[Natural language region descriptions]
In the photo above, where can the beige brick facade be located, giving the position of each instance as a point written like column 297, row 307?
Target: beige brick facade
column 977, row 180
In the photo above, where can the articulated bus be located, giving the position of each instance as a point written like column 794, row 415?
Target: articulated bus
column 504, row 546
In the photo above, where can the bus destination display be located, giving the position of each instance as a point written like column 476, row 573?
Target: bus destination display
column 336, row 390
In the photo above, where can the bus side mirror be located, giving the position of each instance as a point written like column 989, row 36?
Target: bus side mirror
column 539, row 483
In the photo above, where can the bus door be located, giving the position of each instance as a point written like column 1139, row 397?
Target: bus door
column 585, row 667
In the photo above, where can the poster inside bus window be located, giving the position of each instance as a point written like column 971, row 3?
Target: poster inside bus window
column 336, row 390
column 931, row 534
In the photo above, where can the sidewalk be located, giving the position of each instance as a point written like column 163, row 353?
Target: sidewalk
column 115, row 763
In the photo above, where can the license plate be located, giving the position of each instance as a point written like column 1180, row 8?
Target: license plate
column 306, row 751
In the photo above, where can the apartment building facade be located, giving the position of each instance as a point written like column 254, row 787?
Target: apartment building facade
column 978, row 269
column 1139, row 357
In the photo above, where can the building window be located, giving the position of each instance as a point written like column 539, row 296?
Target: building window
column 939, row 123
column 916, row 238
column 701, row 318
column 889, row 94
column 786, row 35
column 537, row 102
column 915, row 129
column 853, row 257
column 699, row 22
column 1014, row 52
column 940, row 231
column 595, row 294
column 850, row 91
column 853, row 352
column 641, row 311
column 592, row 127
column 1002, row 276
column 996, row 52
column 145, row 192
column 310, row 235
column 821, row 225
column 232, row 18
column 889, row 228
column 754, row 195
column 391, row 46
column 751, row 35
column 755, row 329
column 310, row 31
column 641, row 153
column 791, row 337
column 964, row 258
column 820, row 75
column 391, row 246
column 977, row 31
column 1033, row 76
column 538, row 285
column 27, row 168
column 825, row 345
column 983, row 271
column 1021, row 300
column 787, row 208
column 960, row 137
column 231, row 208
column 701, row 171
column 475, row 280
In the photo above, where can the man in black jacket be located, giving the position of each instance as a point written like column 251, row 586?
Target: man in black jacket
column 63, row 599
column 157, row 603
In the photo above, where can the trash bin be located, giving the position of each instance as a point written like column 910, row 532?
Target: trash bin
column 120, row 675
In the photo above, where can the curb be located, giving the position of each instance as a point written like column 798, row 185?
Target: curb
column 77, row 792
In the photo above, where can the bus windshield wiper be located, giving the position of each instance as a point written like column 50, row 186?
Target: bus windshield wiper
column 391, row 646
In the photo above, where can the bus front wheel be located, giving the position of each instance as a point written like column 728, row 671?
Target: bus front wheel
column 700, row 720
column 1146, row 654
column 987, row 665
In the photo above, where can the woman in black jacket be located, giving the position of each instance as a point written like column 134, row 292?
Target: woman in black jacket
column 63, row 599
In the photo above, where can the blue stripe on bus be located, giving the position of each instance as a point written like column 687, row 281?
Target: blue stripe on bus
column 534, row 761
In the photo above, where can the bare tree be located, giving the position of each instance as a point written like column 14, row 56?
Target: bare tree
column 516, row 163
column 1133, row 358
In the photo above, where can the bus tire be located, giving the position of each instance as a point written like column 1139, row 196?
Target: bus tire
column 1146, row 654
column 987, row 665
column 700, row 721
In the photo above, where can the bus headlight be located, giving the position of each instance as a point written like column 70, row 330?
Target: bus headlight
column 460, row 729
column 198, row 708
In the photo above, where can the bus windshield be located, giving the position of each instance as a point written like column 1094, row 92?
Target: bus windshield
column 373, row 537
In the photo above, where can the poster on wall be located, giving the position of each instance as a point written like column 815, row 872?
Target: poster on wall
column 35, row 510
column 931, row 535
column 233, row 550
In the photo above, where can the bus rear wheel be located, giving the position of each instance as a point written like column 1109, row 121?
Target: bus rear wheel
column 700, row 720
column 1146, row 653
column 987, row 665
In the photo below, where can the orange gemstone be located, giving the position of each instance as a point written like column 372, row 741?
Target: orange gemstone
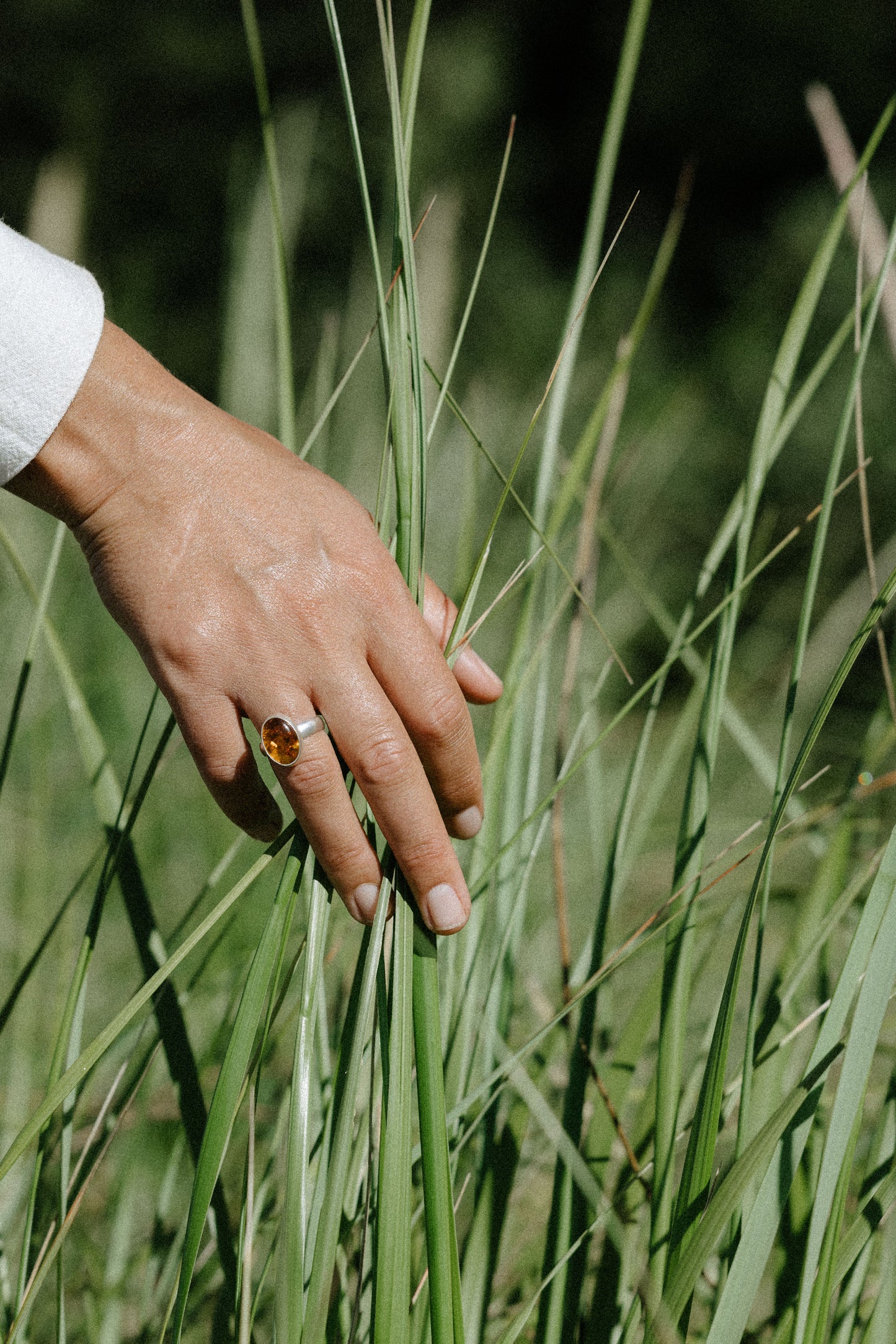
column 281, row 741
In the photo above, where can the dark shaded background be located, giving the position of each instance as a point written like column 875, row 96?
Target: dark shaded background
column 156, row 101
column 155, row 96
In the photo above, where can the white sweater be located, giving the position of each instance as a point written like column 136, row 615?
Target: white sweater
column 50, row 321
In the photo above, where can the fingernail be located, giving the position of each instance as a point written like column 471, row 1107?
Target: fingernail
column 476, row 664
column 445, row 912
column 365, row 899
column 468, row 823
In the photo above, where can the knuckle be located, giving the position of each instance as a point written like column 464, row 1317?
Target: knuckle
column 444, row 726
column 383, row 760
column 312, row 776
column 426, row 855
column 221, row 770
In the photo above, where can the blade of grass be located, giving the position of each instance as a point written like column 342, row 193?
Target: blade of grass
column 441, row 1246
column 101, row 1043
column 758, row 1232
column 592, row 244
column 699, row 1162
column 394, row 1202
column 355, row 1034
column 861, row 1044
column 234, row 1070
column 477, row 276
column 753, row 1162
column 31, row 648
column 296, row 1209
column 285, row 382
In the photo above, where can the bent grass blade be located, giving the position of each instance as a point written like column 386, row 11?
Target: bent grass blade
column 234, row 1070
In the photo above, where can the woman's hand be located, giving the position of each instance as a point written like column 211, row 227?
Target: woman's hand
column 254, row 585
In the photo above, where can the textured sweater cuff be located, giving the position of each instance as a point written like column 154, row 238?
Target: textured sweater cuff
column 50, row 323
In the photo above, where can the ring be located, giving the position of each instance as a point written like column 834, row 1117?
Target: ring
column 283, row 739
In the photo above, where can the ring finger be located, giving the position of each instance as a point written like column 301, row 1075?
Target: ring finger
column 316, row 792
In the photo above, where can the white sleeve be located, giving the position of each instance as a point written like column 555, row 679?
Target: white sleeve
column 50, row 321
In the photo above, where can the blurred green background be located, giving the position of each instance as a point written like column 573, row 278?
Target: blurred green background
column 148, row 112
column 154, row 101
column 143, row 118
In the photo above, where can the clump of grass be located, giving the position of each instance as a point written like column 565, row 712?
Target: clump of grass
column 536, row 1128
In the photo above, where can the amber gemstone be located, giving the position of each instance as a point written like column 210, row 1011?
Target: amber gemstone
column 281, row 741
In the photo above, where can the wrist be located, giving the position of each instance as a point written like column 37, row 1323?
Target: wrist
column 94, row 448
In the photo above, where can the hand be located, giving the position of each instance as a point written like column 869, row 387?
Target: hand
column 254, row 585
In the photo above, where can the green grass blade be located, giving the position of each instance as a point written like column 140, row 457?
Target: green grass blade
column 394, row 1203
column 868, row 1019
column 437, row 1173
column 27, row 663
column 291, row 1288
column 752, row 1163
column 135, row 1005
column 592, row 245
column 477, row 276
column 877, row 1206
column 412, row 472
column 233, row 1073
column 25, row 975
column 797, row 664
column 824, row 1285
column 699, row 1162
column 332, row 20
column 669, row 1229
column 348, row 1072
column 758, row 1232
column 412, row 71
column 285, row 382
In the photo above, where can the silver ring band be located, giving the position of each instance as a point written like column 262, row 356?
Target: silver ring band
column 283, row 739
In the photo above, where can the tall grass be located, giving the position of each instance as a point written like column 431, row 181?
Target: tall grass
column 571, row 1121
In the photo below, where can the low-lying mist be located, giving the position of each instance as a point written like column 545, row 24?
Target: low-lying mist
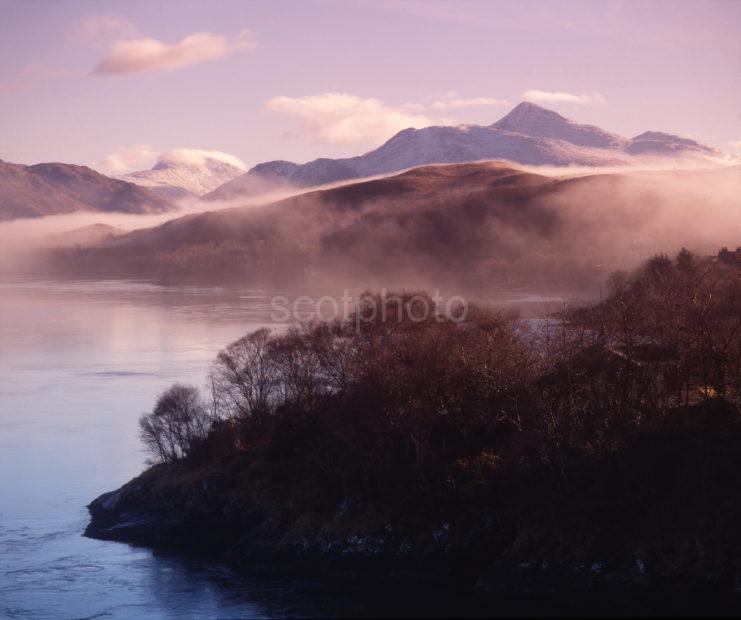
column 463, row 226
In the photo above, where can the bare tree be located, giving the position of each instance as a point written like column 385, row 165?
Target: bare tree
column 177, row 425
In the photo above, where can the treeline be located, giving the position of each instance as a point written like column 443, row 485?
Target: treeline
column 376, row 407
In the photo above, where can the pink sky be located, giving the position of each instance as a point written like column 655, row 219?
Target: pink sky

**AIM OF THE TASK**
Excluding every picture, write out each record word for word.

**EXERCISE RESULT**
In the photo above, where can the beige brick facade be located, giving the position of each instance as a point written like column 297, row 307?
Target: beige brick facade
column 977, row 180
In the photo above, where can the articulated bus be located, giving the position of each instance as a point written like column 794, row 415?
Target: articulated bus
column 504, row 546
In the photo above, where can the bus destination display be located, giving the position of each instance as a point written like column 476, row 573?
Target: bus destination display
column 336, row 390
In the photo above, where can the bus side mirror be located, giving the position of each instance as a point written like column 989, row 36?
Target: bus side mirror
column 539, row 483
In the photo above, where can the bus door be located, giving the position of each instance as a point written like column 1139, row 397?
Target: bus door
column 585, row 667
In the photo above, where can the poster inside bus window be located, giving the position of each instance as a point written like column 971, row 3?
Target: poster inside bus window
column 336, row 390
column 931, row 534
In the photo above, where can the sidewalk be located, giving the position of each instance as a point written like column 163, row 353?
Target: sidewalk
column 115, row 763
In the photo above, where can the license plate be located, giving the position of each instance as a point written like column 1180, row 8?
Target: license plate
column 306, row 751
In the photo above, where can the apartment building facade be located, giving the position of each instance as a point written like column 254, row 787?
Target: apartment building facade
column 978, row 269
column 1139, row 357
In the photo above, where can the building window be located, giving the position of each instance as a point written like column 539, row 296?
Target: building window
column 939, row 123
column 916, row 238
column 701, row 318
column 889, row 94
column 786, row 35
column 537, row 102
column 915, row 129
column 853, row 257
column 699, row 22
column 1014, row 52
column 940, row 231
column 595, row 294
column 850, row 91
column 853, row 352
column 641, row 311
column 592, row 127
column 1002, row 276
column 996, row 52
column 145, row 192
column 310, row 235
column 821, row 225
column 232, row 18
column 889, row 228
column 754, row 195
column 391, row 46
column 751, row 35
column 755, row 329
column 310, row 31
column 641, row 153
column 791, row 337
column 964, row 258
column 820, row 75
column 391, row 246
column 977, row 31
column 1033, row 76
column 538, row 285
column 27, row 168
column 825, row 345
column 983, row 271
column 1021, row 300
column 787, row 208
column 960, row 137
column 231, row 208
column 701, row 171
column 475, row 280
In the photo above, where can the man in black jacket be located, giving the position of each instance as a point written like column 251, row 586?
Target: man in black jacket
column 63, row 599
column 157, row 603
In the photo above, where can the trash bin be located, giving the position of each instance as a point written like column 910, row 532?
Target: trash bin
column 120, row 675
In the photo above, where can the curb be located, giving the position of each instance as a point written like column 798, row 185?
Target: curb
column 77, row 792
In the photo above, where can the bus windshield wiper be located, giving the position of each instance as a point written like column 50, row 186?
Target: bus windshield wiper
column 391, row 646
In the photo above, where can the bus front wheel be located, giving the position of each instance as a point written like column 728, row 671?
Target: bus front wheel
column 700, row 720
column 1146, row 654
column 987, row 665
In the photo above, where can the woman in black jacket be located, giving the position of each instance as a point written like column 134, row 292?
Target: woman in black jacket
column 63, row 599
In the photo above, where can the blue stripe on bus be located, giving the position of each instance as a point written like column 687, row 281?
Target: blue stripe on bus
column 534, row 761
In the photo above, where can the bare tree be located, giving the position of each instance as a point written like column 14, row 56?
Target: bare tree
column 516, row 163
column 1133, row 358
In the photo above, where can the bus tire be located, giving the position of each instance as a point written like column 1139, row 196?
Target: bus tire
column 1146, row 654
column 987, row 665
column 700, row 721
In the photo above, where can the bus headlight be located, giving the position of each instance as a point written like column 70, row 330?
Target: bus headlight
column 460, row 729
column 198, row 708
In the photo above, where can the bus windshield be located, giving the position of each instance as a point written like column 1094, row 92?
Target: bus windshield
column 373, row 537
In the photo above, where can the poster on wall be located, giving the position of each instance as a point written like column 815, row 872?
Target: poster on wall
column 35, row 510
column 931, row 535
column 233, row 550
In the photo above, where can the bus rear wheel be located, giving the position of each instance as a point written like column 1109, row 121?
Target: bus rear wheel
column 700, row 720
column 1146, row 653
column 987, row 665
In the photo below, where can the orange gemstone be located, giving the position of each instance as a point written like column 372, row 741?
Target: orange gemstone
column 281, row 741
In the photo above, where can the dark shaded background be located, giving the position of each instance as a point written like column 875, row 96?
Target: dark shaded background
column 156, row 101
column 155, row 96
In the photo above, where can the white sweater be located, giving the position of each instance as a point written like column 136, row 615?
Target: white sweater
column 50, row 321
In the photo above, where can the fingernail be located, giving the position of each instance as a point written like column 471, row 1107?
Target: fingernail
column 476, row 664
column 445, row 912
column 365, row 899
column 468, row 823
In the photo above, where can the knuckle be located, giving the position of each instance as a point written like column 464, row 1317?
Target: knuckle
column 444, row 726
column 383, row 760
column 312, row 776
column 426, row 855
column 221, row 770
In the photo above, where can the blade of grass be located, giving the position of each instance as a point written like column 342, row 193?
Target: blade of grass
column 441, row 1246
column 101, row 1043
column 758, row 1232
column 592, row 244
column 699, row 1162
column 394, row 1202
column 355, row 1034
column 861, row 1044
column 234, row 1070
column 477, row 276
column 753, row 1162
column 31, row 648
column 296, row 1209
column 285, row 382
In the photo above, where can the bent grass blade be located, giving the position of each instance as a point written like column 386, row 11?
Target: bent grass blade
column 234, row 1070
In the photo above, where can the woman's hand be located, giving the position of each instance as a point written like column 211, row 227?
Target: woman's hand
column 254, row 585
In the photo above, where can the textured sweater cuff be located, giving the position of each instance as a point written like column 154, row 238?
Target: textured sweater cuff
column 50, row 323
In the photo above, where can the ring be located, giving the position of each instance as a point written like column 834, row 1117?
Target: ring
column 283, row 739
In the photo above, where can the ring finger be located, giving the position of each instance as a point written like column 301, row 1075?
Target: ring finger
column 316, row 792
In the photo above, where can the white sleeve be located, giving the position of each instance as a point written like column 555, row 679?
Target: white sleeve
column 50, row 321
In the photo above, where can the blurred green background be located, giving the position of each instance as a point written like column 573, row 278?
Target: blurred green background
column 148, row 112
column 154, row 101
column 143, row 118
In the photo above, where can the clump of grass be located, giving the position of each instance as a point written like column 565, row 712?
Target: clump of grass
column 536, row 1128
In the photo above, where can the amber gemstone be located, giving the position of each instance as a point written like column 210, row 1011?
Target: amber gemstone
column 281, row 741
In the photo above, where can the wrist be located, giving the position of each instance as a point written like column 37, row 1323?
Target: wrist
column 94, row 448
In the photo above, where can the hand be located, giving the position of each instance as a point written like column 869, row 387?
Target: hand
column 254, row 585
In the photo above, where can the green grass blade be located, giving the position of each instance as a point written like column 140, row 457?
Target: green grass blade
column 394, row 1203
column 868, row 1019
column 437, row 1173
column 27, row 663
column 291, row 1288
column 752, row 1163
column 135, row 1005
column 592, row 245
column 477, row 276
column 877, row 1206
column 412, row 472
column 233, row 1073
column 25, row 975
column 797, row 664
column 824, row 1285
column 699, row 1162
column 332, row 20
column 669, row 1229
column 348, row 1072
column 758, row 1232
column 412, row 71
column 285, row 382
In the photo above, where can the silver ring band be located, giving the position of each instance as a point written like column 262, row 356?
Target: silver ring band
column 283, row 739
In the photo above, where can the tall grass be located, giving the position of each instance as a point written like column 431, row 181?
Target: tall grass
column 571, row 1121
In the photo below, where can the low-lying mist be located, giving the position of each instance as a point written like column 545, row 24?
Target: low-lying mist
column 463, row 226
In the photo above, where can the bare tree be located, giving the position of each instance as a point written like column 385, row 165?
Target: bare tree
column 177, row 425
In the photo above, where can the treeline be located, giving the position of each instance as a point written like column 443, row 485?
Target: treeline
column 376, row 407
In the photo above, where can the pink sky be located, giving the position of each instance as a point written like column 655, row 219?
Target: pink sky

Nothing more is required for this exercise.